— PASSAGE FOR REVIEW —
--- START ---

Arch March group organizes 'Change Wars' as a McDonald House fundraiser
The University of St. Thomas Arch March Committee, which is organizing the annual spring march from the university's Summit Avenue arches to the Ronald McDonald House in Minneapolis, has added a new twist to its fundraising efforts this year.
The committee has created a "Change Wars" competition to collect spare change. The competition to see which class wins is now underway and will continue through March. You can gain points for, or against, a class depending on which jar and what kind of money you place in a particular class jar.
For example: A penny placed in the "freshman" jar counts as one point for the freshmen. A silver coin placed in the freshman jar counts as a point against that class. Someone who wants the freshmen to win, therefore, might put some pennies in the freshman jar, and put nickels in the sophomore, junior and senior jars.
Change Wars jars can be found from 6 to 8 p.m. Wednesdays in Koch Commons and during the 11:30 a.m. to 1:30 p.m. convo hour Thursdays in the Grill in Murray-Herrick Campus Center.
Money raised in the Change Wars will be added to the contributions raised by the third-annual Arch March, which begins at 1 p.m. Sunday, April 5, at the St. Thomas arches.
Participants will hike three miles to the Ronald McDonald House at 621 Oak Street, S.E., Minneapolis, where they will present donations collected to support the work of the house.
The Ronald McDonald House provides a home away from home for up to 48 families of chronically and terminally ill children receiving medical care in the Twin Cities. Worldwide, more than 10 million families have benefited from Ronald McDonald Houses.

--- END ---

— EXERCISE REQUIREMENTS —
**A.** Answer these questions about the Arch March article:
(i) When and where does the Arch March begin?
(ii) How many miles will participants hike?
(iii) Up to how many families does the Ronald McDonald House provide a home for?
**B.** Extract from the Arch March article the part starting with "For example: A" and going on through "St. Thomas arches.", unchanged.

— MATERIAL SUPPLIED —
--- START ---

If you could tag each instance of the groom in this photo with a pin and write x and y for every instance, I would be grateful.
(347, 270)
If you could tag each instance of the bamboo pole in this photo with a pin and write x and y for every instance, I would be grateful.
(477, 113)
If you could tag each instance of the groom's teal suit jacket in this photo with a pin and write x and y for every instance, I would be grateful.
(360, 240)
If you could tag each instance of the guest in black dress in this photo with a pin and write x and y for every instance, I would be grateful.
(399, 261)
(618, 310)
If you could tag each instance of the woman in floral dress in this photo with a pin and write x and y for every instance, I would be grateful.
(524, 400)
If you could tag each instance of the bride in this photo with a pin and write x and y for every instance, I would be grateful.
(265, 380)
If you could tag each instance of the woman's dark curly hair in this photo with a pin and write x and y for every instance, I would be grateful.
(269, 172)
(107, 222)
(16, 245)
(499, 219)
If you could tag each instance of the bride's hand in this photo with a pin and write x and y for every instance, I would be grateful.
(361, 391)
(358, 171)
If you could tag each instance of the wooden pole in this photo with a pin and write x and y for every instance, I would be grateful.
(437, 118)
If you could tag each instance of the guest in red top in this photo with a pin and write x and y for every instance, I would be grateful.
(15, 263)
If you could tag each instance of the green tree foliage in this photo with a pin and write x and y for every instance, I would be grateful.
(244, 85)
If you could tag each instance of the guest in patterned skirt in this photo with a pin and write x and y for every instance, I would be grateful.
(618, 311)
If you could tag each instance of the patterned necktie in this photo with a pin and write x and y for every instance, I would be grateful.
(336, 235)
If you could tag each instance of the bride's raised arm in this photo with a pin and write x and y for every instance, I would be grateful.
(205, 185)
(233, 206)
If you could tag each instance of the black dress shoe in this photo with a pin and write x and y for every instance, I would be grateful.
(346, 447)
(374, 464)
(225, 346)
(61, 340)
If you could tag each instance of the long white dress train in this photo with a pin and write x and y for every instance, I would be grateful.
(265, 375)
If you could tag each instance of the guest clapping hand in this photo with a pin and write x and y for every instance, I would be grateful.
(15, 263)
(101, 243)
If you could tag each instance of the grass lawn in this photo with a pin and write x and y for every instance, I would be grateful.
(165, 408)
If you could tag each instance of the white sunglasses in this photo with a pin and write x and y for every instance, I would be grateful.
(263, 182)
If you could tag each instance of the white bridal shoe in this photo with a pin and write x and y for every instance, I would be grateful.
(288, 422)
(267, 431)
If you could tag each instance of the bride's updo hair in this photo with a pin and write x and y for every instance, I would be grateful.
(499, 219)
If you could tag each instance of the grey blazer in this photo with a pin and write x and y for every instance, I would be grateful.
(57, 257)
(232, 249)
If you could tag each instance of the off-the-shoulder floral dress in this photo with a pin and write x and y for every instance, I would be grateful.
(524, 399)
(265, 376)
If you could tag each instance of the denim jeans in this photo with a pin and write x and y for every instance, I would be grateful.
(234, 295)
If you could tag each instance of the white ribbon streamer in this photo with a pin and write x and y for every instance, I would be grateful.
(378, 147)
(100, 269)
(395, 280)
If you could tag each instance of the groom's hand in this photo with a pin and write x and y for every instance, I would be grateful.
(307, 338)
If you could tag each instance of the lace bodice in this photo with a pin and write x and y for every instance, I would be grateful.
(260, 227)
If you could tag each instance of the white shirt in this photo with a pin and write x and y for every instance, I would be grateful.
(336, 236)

--- END ---

— EXERCISE SOLUTIONS —
**A.**
(i) At 1 p.m. Sunday, April 5, at the St. Thomas arches
(ii) Three miles
(iii) Up to 48 families

**B.**
For example: A penny placed in the "freshman" jar counts as one point for the freshmen. A silver coin placed in the freshman jar counts as a point against that class. Someone who wants the freshmen to win, therefore, might put some pennies in the freshman jar, and put nickels in the sophomore, junior and senior jars.
Change Wars jars can be found from 6 to 8 p.m. Wednesdays in Koch Commons and during the 11:30 a.m. to 1:30 p.m. convo hour Thursdays in the Grill in Murray-Herrick Campus Center.
Money raised in the Change Wars will be added to the contributions raised by the third-annual Arch March, which begins at 1 p.m. Sunday, April 5, at the St. Thomas arches.